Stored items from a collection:
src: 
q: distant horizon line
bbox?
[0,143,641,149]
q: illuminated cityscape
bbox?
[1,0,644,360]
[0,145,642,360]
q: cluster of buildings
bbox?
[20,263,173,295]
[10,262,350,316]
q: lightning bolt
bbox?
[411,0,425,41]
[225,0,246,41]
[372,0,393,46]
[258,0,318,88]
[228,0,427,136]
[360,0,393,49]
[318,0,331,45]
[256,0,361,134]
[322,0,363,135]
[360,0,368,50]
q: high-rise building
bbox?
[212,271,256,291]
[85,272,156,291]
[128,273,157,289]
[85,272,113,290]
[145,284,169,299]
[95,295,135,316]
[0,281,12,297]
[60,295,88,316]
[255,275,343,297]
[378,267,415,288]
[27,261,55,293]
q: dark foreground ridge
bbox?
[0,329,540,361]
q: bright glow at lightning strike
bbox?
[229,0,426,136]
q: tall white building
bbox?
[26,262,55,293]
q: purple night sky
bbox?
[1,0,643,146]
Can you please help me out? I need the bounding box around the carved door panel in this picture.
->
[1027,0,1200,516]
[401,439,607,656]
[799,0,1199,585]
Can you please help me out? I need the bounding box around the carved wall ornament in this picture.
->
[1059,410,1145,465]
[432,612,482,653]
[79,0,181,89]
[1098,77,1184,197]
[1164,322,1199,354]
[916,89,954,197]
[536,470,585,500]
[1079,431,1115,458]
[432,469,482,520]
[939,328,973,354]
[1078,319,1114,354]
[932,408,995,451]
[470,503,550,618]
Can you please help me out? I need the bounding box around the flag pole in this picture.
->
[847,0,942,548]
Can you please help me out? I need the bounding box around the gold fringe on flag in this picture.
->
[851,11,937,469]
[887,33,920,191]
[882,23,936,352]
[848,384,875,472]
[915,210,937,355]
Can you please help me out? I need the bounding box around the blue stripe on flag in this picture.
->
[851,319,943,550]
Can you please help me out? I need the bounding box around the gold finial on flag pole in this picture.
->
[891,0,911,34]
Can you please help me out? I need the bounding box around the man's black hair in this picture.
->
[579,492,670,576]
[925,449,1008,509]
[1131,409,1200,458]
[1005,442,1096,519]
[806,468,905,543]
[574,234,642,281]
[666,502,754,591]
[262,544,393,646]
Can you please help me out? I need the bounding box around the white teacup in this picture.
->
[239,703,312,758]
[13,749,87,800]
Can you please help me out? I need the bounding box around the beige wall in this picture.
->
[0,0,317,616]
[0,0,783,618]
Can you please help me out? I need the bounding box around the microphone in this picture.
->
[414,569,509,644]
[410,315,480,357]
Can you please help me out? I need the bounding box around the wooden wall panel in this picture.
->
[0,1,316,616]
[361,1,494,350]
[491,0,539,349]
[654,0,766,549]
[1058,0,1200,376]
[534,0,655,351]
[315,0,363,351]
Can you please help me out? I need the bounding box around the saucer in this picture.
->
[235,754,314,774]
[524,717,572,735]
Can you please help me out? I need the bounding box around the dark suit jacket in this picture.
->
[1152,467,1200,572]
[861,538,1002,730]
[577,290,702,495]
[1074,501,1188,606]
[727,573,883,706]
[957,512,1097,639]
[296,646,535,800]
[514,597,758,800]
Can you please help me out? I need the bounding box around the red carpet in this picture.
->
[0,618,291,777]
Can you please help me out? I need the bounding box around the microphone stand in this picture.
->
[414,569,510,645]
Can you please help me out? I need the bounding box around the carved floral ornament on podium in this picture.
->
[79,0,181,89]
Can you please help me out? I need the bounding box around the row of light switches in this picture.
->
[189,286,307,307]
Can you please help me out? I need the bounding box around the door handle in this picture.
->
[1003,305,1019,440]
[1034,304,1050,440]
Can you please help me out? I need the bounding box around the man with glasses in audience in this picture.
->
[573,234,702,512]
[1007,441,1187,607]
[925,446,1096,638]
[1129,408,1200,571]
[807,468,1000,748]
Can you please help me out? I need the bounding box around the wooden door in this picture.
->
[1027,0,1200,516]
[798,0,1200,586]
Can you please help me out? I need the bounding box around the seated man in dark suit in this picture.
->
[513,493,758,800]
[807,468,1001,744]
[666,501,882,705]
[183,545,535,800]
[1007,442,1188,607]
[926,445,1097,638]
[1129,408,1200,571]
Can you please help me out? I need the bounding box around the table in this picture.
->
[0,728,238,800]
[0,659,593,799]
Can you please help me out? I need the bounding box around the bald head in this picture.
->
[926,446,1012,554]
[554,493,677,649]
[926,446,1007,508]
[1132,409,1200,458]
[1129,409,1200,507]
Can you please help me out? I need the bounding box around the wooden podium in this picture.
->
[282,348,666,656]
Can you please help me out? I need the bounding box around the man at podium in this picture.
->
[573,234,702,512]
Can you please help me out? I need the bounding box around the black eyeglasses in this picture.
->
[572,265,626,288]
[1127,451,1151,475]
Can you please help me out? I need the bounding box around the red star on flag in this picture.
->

---

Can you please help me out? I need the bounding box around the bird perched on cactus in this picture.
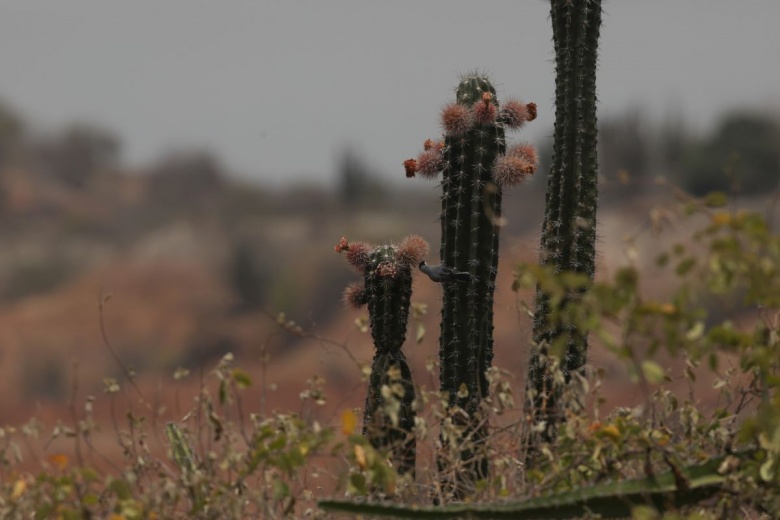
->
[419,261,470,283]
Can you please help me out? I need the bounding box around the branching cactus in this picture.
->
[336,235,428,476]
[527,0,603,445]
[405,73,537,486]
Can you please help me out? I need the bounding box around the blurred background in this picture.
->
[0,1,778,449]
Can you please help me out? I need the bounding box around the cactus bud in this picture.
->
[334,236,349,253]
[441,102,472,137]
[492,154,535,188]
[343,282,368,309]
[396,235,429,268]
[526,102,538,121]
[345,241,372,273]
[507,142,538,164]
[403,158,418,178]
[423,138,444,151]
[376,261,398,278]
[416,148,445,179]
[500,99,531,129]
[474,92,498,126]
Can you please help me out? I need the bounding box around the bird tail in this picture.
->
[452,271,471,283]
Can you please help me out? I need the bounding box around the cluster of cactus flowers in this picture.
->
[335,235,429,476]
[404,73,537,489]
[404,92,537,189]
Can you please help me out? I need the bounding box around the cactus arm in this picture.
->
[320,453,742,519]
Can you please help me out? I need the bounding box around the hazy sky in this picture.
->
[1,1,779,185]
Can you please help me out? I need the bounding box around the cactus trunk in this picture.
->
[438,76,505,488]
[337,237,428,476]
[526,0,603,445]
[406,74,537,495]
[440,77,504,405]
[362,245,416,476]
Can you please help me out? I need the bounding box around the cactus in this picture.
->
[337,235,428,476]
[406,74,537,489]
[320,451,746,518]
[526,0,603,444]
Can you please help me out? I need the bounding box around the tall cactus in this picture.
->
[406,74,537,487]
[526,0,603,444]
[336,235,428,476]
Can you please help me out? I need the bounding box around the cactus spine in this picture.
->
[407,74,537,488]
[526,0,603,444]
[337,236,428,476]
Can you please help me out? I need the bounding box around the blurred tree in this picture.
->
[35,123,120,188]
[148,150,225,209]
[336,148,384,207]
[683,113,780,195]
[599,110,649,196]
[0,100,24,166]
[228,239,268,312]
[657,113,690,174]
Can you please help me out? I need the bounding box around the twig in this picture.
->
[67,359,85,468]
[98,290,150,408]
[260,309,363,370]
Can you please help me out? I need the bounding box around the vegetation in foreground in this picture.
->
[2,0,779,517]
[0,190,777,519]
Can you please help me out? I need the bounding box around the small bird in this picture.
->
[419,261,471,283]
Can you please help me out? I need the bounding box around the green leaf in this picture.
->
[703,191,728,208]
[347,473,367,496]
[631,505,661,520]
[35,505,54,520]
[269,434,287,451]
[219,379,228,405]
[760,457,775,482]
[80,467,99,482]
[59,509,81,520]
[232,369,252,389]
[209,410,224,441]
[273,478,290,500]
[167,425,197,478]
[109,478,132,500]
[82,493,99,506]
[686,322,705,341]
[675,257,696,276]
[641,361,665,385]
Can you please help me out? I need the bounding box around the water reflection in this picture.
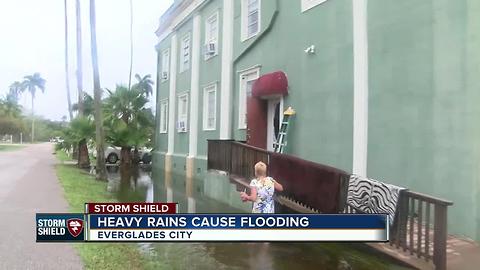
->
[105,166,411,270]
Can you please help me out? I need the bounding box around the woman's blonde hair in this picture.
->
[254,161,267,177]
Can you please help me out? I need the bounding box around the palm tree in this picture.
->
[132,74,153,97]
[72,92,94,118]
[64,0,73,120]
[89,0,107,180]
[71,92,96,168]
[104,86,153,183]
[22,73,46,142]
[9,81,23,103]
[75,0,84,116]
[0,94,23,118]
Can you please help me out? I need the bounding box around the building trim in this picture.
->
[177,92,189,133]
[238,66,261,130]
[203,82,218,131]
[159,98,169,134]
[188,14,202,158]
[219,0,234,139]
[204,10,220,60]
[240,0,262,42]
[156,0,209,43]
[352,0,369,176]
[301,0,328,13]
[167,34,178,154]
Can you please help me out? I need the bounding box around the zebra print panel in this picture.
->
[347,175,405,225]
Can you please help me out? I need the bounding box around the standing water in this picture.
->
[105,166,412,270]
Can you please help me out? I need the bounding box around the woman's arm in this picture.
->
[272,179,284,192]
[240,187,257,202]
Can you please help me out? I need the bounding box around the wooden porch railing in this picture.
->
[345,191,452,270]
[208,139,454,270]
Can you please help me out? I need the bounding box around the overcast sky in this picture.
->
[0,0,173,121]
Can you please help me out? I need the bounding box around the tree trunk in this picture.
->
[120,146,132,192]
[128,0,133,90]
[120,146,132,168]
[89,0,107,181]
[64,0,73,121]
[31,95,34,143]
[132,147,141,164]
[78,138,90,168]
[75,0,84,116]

## ASSIGNED TASK
Search the data above for the word "dark". Copy each line it is in.

## COMPLETED TASK
q: dark foreground ridge
Can you please help me out? I need the bounding box around the dark suit jacket in this picture.
Can you please help me out? I need the bounding box around the seated man in dark suit in this picture.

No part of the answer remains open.